Records from a dataset

***

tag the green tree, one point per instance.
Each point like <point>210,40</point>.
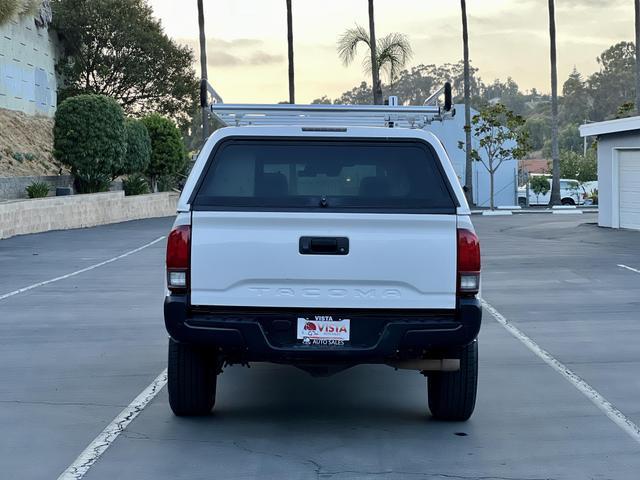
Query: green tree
<point>614,84</point>
<point>376,84</point>
<point>539,130</point>
<point>501,136</point>
<point>393,51</point>
<point>168,156</point>
<point>576,101</point>
<point>539,185</point>
<point>90,139</point>
<point>138,153</point>
<point>117,48</point>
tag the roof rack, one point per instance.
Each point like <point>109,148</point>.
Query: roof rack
<point>320,115</point>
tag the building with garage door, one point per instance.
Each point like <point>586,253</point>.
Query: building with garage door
<point>618,171</point>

***

#### Exercise
Write the "Each point like <point>109,148</point>." line and all later lines exactly. Stop at the end of the data.

#### Written answer
Each point like <point>109,148</point>.
Query: roof rack
<point>320,115</point>
tag the building with garage door, one point per instance.
Each point like <point>586,253</point>.
Query: building with garage door
<point>618,171</point>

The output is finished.